──────── ПРИВЕДЕННЫЙ ОТРЫВОК ────────
С поразительным мастерством Томас Манн показывает, как зыбка граница, отделяющая подлинные происшествия, действительную «сердечную эпопею» Шарлотты Кестнер от происшедшего в поэтическом мире, в прославившем ее романе. Смешение действительного и вымысла, правды и поэзии, и составляет зерно душевных переживаний – при всей реальности и здравости ее жизненных воззрений и ее твердой решимости никогда не свернуть с раз избранного пути порядка и меры ради романтической авантюры чувства.
«Нет, благомыслящая Лотхен никогда не пережила того страшно-прекрасного и преступно-сладостного чувства, как ее мать, – сравнивает старая Шарлотта свою судьбу с судьбою ее «строгой дочки», – в вечер, когда муж уехал по делам и пришел тот, хотя ему и запрещено было показываться раньше сочельника, когда она напрасно посылала за подругами и вынуждена была остаться с ним наедине, а он читал ей из Оссиана и прервал чтение о страданиях героя, изнемогши от собственной муки, когда в отчаянии он упал к ее ногам и прикладывал ее ладони к своим глазам, к своему измученному лбу, а она, движимая состраданием, пожимала его руки, и их пылающие щеки соприкоснулись, и мир, казалось, исчез в буре неистовых поцелуев, которыми его рот внезапно опалил ее слабо сопротивляющиеся губы…
Тут ей пришло в голову, что и она этого не пережила. Это была та высокая действительность, и сейчас, под платочком, она смешала ее с малой, в которой все протекало куда менее бурно».
Мало кто из современных писателей Запада умеет с таким увлекательным мастерством изображать, как сознание и действительность начинают становиться причудливо-фантастическими, ирреальными в своей реальности. Именно эта тонкая психологическая трактовка душевного смятения побудили западную критику называть Манна «романтическим реалистом», нельзя сказать, чтобы слишком удачно.
──────── ПРЕДОСТАВЛЕННЫЕ ЗАПИСИ ────────
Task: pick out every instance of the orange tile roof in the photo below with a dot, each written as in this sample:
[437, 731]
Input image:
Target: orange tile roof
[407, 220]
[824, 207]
────────
● УСЛОВИЕ ЗАДАНИЯ:
Продолжите приведенный выше отрывок о Шарлотте Кестнер в изображении Томаса Манна, начиная сразу после его последнего предложения.

● РЕЗУЛЬТАТ ВЫПОЛНЕНИЯ:
Выше мы сказали, что в беседах Лотты с Римером, Аделью и Августом с разных сторон и под разными углами зрения рассматривается неприступно сложный образ Гете. Но здесь следует сразу оговорить всю тщету этих усилий, несмотря на незаурядную глубину понимания, высказанную Римером, на острую женскую наблюдательность Адели, на кровную связь Августа с великим человеком.
Самая «философическая» из встреч, бесспорно, встреча с Римером. Большой пытливый ум, обостренное ощущение искусства, даже болезненная ранимость самолюбия делают его призванным толкователем Гете-художника и Гете-человека, тем самым и толкователем сравнительных человеческих масштабов. Именно в уста Римера влагает Томас Манн такие блестящие характеристики, как раскрытие природы гетевской прозы, которое может с честью выдержать сравнение со знаменитой характеристикой Шекспира из «Вильгельма Мейстера». Римеру же принадлежит и толкование душевной основы Гете (и тем самым всякого великого художника). Мы не знаем, насколько Томас Манн согласен с этим его толкованием, более того, мы убеждены, что видеть полную правду в словах Римера автор не может уже потому, что на несостоятельности всех попыток современников осмыслить «феномен Гете» он, видимо, как раз и настаивает. Но иное из сказанного Римером, надо думать, автором все же одобрено, и притом многое такое, с чем никак нельзя согласиться.